(Update, Sunday, July 29, 2007. Welcome Instapunditeers, and thanks as always to Glenn for the Instalanche! I will take a moment when I get home to clean up some grammar and add some links for further reading to the post below.)
The WSJ editorializes today in favor of sending captured Al Qaeda in Iraq senior leaders to Guantanamo. Open link, July 26, 2007, Thursday, editorial page, here. Although I often agree with WSJ editorials on issues of counterterrorism, I do not in this case.
I have endorsed, on this blog and in a recent speech-essay in the Fordham International Law Journal, at SSRN here, closing down Guantanamo. In that regard, I guess I agree with senior officials in State and DOD, criticized by the WSJ editorial, who favor shutting down Guantanamo as a good will gesture. I don't think of it so much as a good will gesture as cutting certain losses. It is highly doubtful that we are gathering significant intelligence from those we have held for years at Gitmo, and that must be set against the public relations damage that its continued existence creates with the rest of the world.
I am not, I should say, one who worships at the altar of Pew global opinion surveys of anti-Americanism. In general, those surveys are exceedingly crude in the measurements they purport to make. Worse, they fail to address such crucial questions as to whether it is really possible for the US to be loved; whether the US was ever so much loved as the nostalgia-types seem to think; whether being loved in the world actually improves the safety and security of the US or whether that is simply an assumption; and above all the "if-you-give-a-mouse-a-cookie" incentive problem, the natural tendency that if you ask someone what you have to do in order to be loved, they will inevitably move the bar higher and higher. So my acknowledgment of the public relations costs is a limited one. As part of that - again limited, but worth mentioning - is the role that Guantanamo plays in mobilizing elites within the United States itself against the very idea of a war on terror. If there were still evident, serious gains in intelligence from Guantanamo at this point, it wouldn't take much to override the public relations damage, but those intelligence gains appear to be largely, very largely, in the past.
The virtue of Guantanamo today is a different one - keeping people out of the fight who would indeed violently return to it. I acknowledge 100% what the WSJ notes about the nature of the detainees held at Guantanamo since it opened:
The Combating Terrorism Center at West Point recently examined the non-classified evidence about Gitmo detainees, and in a new report concludes that 73% were a "demonstrated threat" to U.S. forces. No less than 95% were a "potential threat." According to the Pentagon, at least 30 former Gitmo detainees have returned to fight Americans after deceiving U.S. interrogators and being released.
One of those detainees, Abdullah Mahsud, was captured in northern Afghanistan in late 2001, held until March 2004, and upon release immediately became a Taliban leader in southern Waziristan near the Afghan-Pakistan border. In October 2004, he directed the kidnapping of two Chinese engineers, one of whom was killed during a rescue attempt. This week he blew himself up with a grenade rather than surrender to Pakistani troops who had him surrounded.
Moreover, the WSJ is right to point out that critics of Guantanamo fail to explain what the alternative is, other than to bring the detainees into the regular criminal justice system. That seems like a good idea to Human Rights Watch - see its letter re the Goldsmith-Katyal national security court proposal below, blithely informing us that the regular criminal justice system has worked just fine in dealing with terrorists. It has not, as Ben Wittes has pointed out several times, seemed to many other observers to have worked out so well so far. The 1993 WTC bombing trials or the Massaoui trial, for example, seem paradigmatic of why the ordinary court system can't handle serious terrorism cases.

◆ **Work instructions**
Resume the post on closing Guantanamo, picking up right after its final sentence.

◆ **Provided material**
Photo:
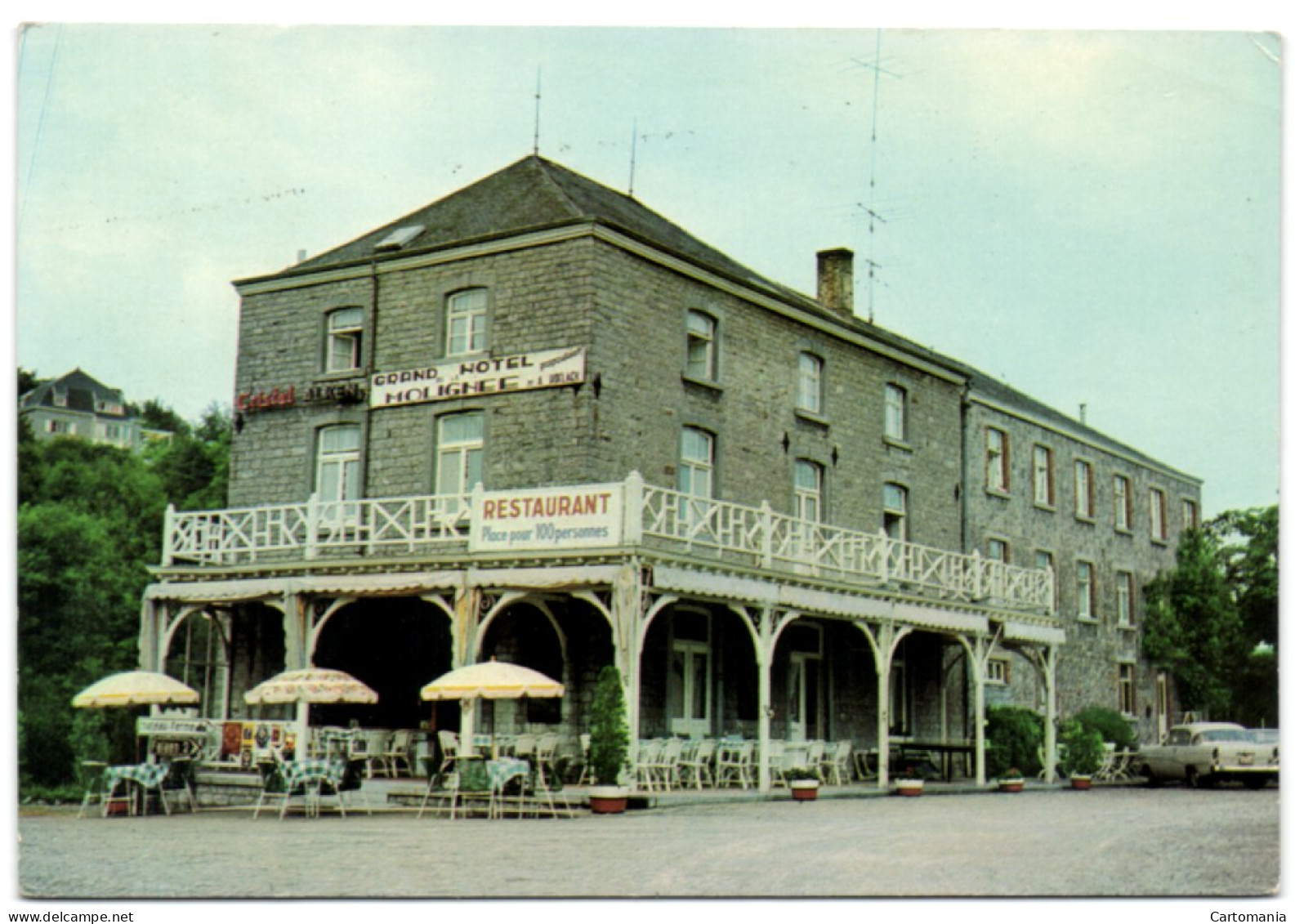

◆ **Task result**
***
(Let me add something not in the original post.) Our ordinary court system is rightly designed not merely to meet some genuinely bottom-level constitutional or human rights minimum. What it takes as minimums at least partly accepts the idea that some of our ordinary criminals can be deterred and even reformed and that we should not in every instance descend to the lowest human rights denominator in how we treat those who either violate society's legal rules or are alleged to have done so. It is unlikely that a society as large and heterogeneous as the US could ever go with the Scandinavian reform model of prison furloughs and gradual reincorporation into society and so on - those humanitarian measures depend in large part on a behavioral consensus in society that even criminals share - and notice how badly those humanitarian protections have served in Scandinavian societies when, as in a multicultural setting, such consensus is not present and is instead exploited. And God knows American society is far less committed than it should to reform, rehabilitation and constructive change for inmates and prisoners. Worse, over decades the US has been committing more and more power into the hands of prosecutors - unaccountable prosecutors rather than judges, and telling the citizenry to rely not on the rule of law, but on prosecutorial conscience and discretion.
Our society, that is, already is far too prosecutor-dependent than a free society should be. Our standards for the treatment of our ordinary accused and ordinary convicted criminals are too low, not too high. But in the case of terrorism - dealing with people for whom the usual rational calculations of criminality do not work, where they cannot be deterred, where after-the-fact investigations and trials are just that, after the fact, and where the possibilities of innocent loss of life are so great, along with its spinoff effects on how ordinary life is conducted - we are not morally obligated and rationally cannot afford to offer criminal law protections that rise above certain constitutional and human rights minimums and which presume rationality, deterrence and even a certain amount of humanitarian rehabilitation.
We are not legally obligated to do so, we are not morally obliged to do so, and we shouldn't do it. But at the same time, we should not lower the standards for our existing criminal justice system, for all its participants, the ordinary criminals and the terrorists - on the contrary, we ought to be raising the standards of that system, strengthening both protections against false accusation and improving the treatment even of those justly convicted. Mingling counterterrorism justice and ordinary justice over time has the effect of both empowering terrorists and lowering the standards by which we treat ordinary criminals - consider, as an example of this trend, the deployment of the Patriot Act - promised and sold to the public as a special measure against terrorism, and yet the use of its provisions even against heinous but nonetheless otherwise ordinary crimes as child pornography. We should not be mingling ordinary criminal justice and counterterrorism in this way.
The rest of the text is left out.